* begin DATA EXCERPTS *

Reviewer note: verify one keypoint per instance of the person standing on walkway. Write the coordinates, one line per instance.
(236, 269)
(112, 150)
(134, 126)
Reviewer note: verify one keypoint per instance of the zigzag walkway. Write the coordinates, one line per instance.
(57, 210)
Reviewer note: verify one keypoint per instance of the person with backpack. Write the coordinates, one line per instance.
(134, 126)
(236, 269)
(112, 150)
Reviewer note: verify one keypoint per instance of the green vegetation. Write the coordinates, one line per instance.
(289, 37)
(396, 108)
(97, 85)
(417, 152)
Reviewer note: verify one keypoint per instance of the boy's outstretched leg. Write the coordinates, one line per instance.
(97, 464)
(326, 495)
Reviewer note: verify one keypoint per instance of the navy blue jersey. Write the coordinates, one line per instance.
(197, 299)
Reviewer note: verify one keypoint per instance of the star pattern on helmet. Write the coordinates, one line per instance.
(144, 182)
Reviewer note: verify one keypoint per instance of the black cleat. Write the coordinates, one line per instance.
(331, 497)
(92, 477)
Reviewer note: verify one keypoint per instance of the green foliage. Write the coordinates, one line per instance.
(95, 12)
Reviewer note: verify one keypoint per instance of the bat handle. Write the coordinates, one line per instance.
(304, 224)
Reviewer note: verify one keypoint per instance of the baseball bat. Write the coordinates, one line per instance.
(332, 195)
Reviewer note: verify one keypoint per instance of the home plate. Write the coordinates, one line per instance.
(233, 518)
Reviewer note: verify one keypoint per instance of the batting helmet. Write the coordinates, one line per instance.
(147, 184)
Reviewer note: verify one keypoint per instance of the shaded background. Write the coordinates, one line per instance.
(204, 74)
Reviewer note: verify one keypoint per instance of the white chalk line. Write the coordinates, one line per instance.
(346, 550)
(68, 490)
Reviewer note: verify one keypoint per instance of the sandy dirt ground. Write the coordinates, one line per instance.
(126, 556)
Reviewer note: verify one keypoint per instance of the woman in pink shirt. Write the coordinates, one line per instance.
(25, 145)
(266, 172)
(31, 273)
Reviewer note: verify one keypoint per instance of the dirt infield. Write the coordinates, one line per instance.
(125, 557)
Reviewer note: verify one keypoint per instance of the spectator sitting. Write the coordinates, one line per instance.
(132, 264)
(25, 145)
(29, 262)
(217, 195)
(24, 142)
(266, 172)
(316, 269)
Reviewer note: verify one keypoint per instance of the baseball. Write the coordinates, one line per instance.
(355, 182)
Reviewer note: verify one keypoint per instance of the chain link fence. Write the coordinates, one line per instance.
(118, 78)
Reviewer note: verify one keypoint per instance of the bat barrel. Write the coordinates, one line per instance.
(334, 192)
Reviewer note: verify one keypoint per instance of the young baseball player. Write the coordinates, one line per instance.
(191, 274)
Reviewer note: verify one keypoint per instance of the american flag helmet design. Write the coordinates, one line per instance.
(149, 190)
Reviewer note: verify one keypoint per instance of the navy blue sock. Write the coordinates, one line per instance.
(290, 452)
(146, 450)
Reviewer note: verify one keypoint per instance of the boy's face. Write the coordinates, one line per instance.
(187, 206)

* end DATA EXCERPTS *

PROBLEM – Recite the full listing above exactly.

WRITTEN RESPONSE –
Reviewer note: verify one keypoint per instance of the person standing on walkway. Write the coordinates, one line per instance.
(236, 269)
(112, 150)
(134, 126)
Reviewer note: verify one keypoint per instance of the zigzag walkway. Write the coordinates, one line per instance.
(57, 210)
Reviewer note: verify one keypoint per instance of the person with backpack. Write the coordinates, one line per instance.
(134, 126)
(236, 269)
(112, 150)
Reviewer note: verify one keypoint per instance of the green vegetation. Write the coordinates, one line per instance.
(289, 37)
(396, 108)
(97, 85)
(417, 152)
Reviewer note: verify one keypoint per instance of the boy's outstretched leg. Write the coordinates, one line per instance.
(97, 464)
(326, 495)
Reviewer note: verify one keypoint per instance of the navy blue jersey. Write the coordinates, one line per instance.
(197, 299)
Reviewer note: verify one keypoint per instance of the star pattern on helmet. Write the coordinates, one line per instance.
(144, 182)
Reviewer note: verify one keypoint per instance of the black cleat. Write the coordinates, one line per instance.
(331, 497)
(92, 477)
Reviewer note: verify one keypoint per instance of the green foliage. Write the coordinates, one line per instance.
(95, 12)
Reviewer note: verify one keypoint per instance of the bat handle. Write the coordinates, one line per instance.
(304, 224)
Reviewer note: verify one keypoint per instance of the baseball bat. Write the coordinates, one line per instance.
(332, 195)
Reviewer note: verify one keypoint per instance of the home plate. Write the coordinates, one line per instance.
(233, 518)
Reviewer note: verify one keypoint per instance of the batting helmet. Write the coordinates, one line per instance.
(147, 184)
Reviewer note: verify one keypoint per instance of the shaded background. Write the coordinates, one line per instance.
(204, 74)
Reviewer note: verify one keypoint per instance of the white chalk line. Write the coordinates, one line per instance.
(346, 550)
(68, 490)
Reviewer note: verify one keypoint per instance of the sandy dirt ground. Write the coordinates, one line per instance.
(126, 556)
Reviewer note: verify one keypoint per instance of the woman in pink shirt. Write the coordinates, one line per instance.
(25, 145)
(266, 172)
(31, 273)
Reviewer note: verify one keypoint per instance of the dirt infield. Write the coordinates, one line per instance.
(125, 557)
Reviewer note: verify one keypoint per instance of the spectator sitting. Write the coordinates, one line per instance.
(132, 264)
(25, 145)
(29, 262)
(217, 195)
(24, 142)
(266, 172)
(316, 269)
Reviewer note: verify one keypoint per instance of the baseball. Write the coordinates, one line per instance.
(355, 182)
Reviewer note: verify one keypoint per instance of the chain link fence. Write the coordinates, one line per instance.
(118, 78)
Reviewer note: verify one keypoint per instance of the bat barrel. Write the coordinates, one line per instance.
(334, 192)
Reviewer note: verify one keypoint per instance of the young baseball player. Write the coordinates, one line per instance.
(191, 274)
Reviewer note: verify one keypoint per instance of the american flag helmet design. Write the coordinates, one line per instance.
(149, 190)
Reviewer note: verify one keypoint per instance of the navy blue sock. Write the coordinates, one line per instance.
(290, 452)
(146, 450)
Reviewer note: verify one keypoint per instance of the boy's face. Write the coordinates, one line per instance.
(187, 206)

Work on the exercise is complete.